### Exercise brief:
Format every one of the rows below as a JSON list of strings, with one string per line and no blank lines. Leave the pictures out.

### Provided data:

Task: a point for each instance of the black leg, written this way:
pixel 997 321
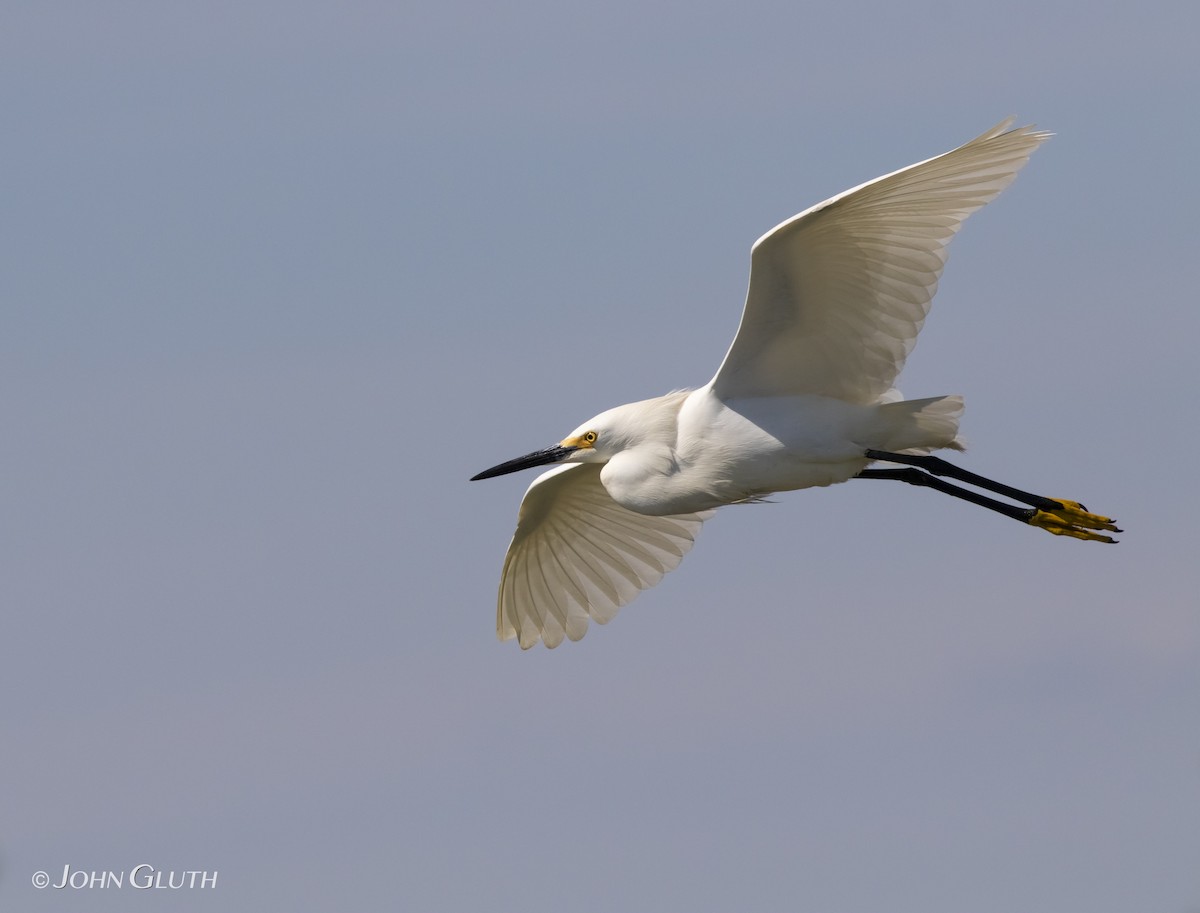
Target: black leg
pixel 916 476
pixel 1061 517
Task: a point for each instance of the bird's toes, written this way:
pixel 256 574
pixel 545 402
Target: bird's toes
pixel 1073 520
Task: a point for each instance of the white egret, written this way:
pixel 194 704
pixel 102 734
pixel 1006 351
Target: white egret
pixel 804 397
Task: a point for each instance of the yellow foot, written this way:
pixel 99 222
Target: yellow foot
pixel 1073 520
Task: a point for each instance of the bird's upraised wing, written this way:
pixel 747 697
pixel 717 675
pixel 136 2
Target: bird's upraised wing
pixel 577 554
pixel 839 292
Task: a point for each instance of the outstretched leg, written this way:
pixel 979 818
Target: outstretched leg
pixel 1054 515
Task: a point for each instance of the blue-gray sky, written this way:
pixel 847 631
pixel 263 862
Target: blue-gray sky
pixel 279 277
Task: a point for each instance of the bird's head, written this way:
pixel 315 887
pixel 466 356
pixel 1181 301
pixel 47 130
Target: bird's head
pixel 586 444
pixel 601 438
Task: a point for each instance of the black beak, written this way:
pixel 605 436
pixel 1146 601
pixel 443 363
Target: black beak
pixel 538 457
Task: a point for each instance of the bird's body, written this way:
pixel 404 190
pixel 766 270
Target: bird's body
pixel 691 451
pixel 804 397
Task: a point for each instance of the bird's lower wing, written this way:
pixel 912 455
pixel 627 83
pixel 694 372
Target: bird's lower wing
pixel 577 554
pixel 839 292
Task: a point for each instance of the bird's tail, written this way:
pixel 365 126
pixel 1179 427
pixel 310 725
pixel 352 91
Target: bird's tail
pixel 919 426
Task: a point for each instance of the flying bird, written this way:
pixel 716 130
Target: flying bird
pixel 804 397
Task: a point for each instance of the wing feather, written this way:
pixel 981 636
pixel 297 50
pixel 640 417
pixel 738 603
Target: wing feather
pixel 577 556
pixel 839 293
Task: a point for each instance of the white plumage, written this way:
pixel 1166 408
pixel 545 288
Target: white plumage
pixel 837 298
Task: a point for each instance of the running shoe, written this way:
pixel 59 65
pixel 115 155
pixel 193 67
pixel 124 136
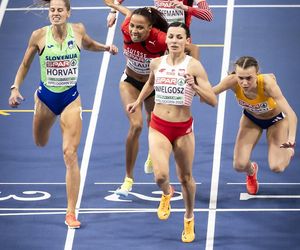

### Output for this exercise:
[
  "Task: a point for each instance of the black leg, written this way:",
  "pixel 997 321",
  "Target: black leg",
  "pixel 916 476",
  "pixel 1061 517",
  "Task: a point for each instance of the bird's toes, written this way:",
  "pixel 256 574",
  "pixel 545 402",
  "Target: bird's toes",
  "pixel 1073 520",
  "Task: a point for each instance of the white egret, written this way:",
  "pixel 194 704",
  "pixel 102 734",
  "pixel 1006 351",
  "Target: white egret",
  "pixel 804 397",
  "Task: a point for each instance of the yellow foot, written this way:",
  "pixel 99 222",
  "Target: yellow foot",
  "pixel 1073 520",
  "Task: a point for each instance of the bird's upraised wing, written this way:",
  "pixel 747 697",
  "pixel 717 675",
  "pixel 136 2",
  "Target: bird's upraised wing",
  "pixel 577 554",
  "pixel 839 292",
  "Task: a point for each instance of the outstretched leg, written this way:",
  "pixel 979 818",
  "Target: outstretched leg",
  "pixel 1054 515",
  "Task: a point for each instance of the blue-gray sky, written this way:",
  "pixel 847 631",
  "pixel 263 862",
  "Target: blue-gray sky",
  "pixel 279 277",
  "Task: a point for each instance of the bird's head, written this way:",
  "pixel 315 887",
  "pixel 466 356",
  "pixel 1181 301",
  "pixel 47 130",
  "Target: bird's head",
  "pixel 586 444",
  "pixel 601 438",
  "Task: a point for each instance of the black beak, written this way:",
  "pixel 605 436",
  "pixel 1146 601",
  "pixel 443 363",
  "Target: black beak",
  "pixel 538 457",
  "Task: a point for each instance of the bird's body, written this way:",
  "pixel 404 190",
  "pixel 766 270",
  "Target: bird's body",
  "pixel 691 451",
  "pixel 804 397",
  "Task: a point for each instance of the bird's lower wing, written this way:",
  "pixel 912 455",
  "pixel 627 83",
  "pixel 694 372",
  "Target: bird's lower wing",
  "pixel 577 554",
  "pixel 839 292",
  "Task: a point for each instance of the bird's tail, written this way:",
  "pixel 365 126",
  "pixel 1179 427",
  "pixel 310 725",
  "pixel 352 91",
  "Target: bird's tail",
  "pixel 919 426",
  "Task: a point for each instance of the flying bird, written this way:",
  "pixel 716 130",
  "Target: flying bird",
  "pixel 804 397",
  "Task: a point for each instance of the wing feather, written this way:",
  "pixel 981 636",
  "pixel 297 50",
  "pixel 640 417",
  "pixel 738 603",
  "Target: wing feather",
  "pixel 577 556",
  "pixel 839 293",
  "Task: a point for each instance of the white plumage, written this way:",
  "pixel 1166 408",
  "pixel 545 288",
  "Target: white plumage",
  "pixel 837 298",
  "Task: a point for each instance of the running shoe, written this way:",
  "pixel 59 65",
  "pixel 115 155",
  "pixel 193 67",
  "pixel 124 136"
]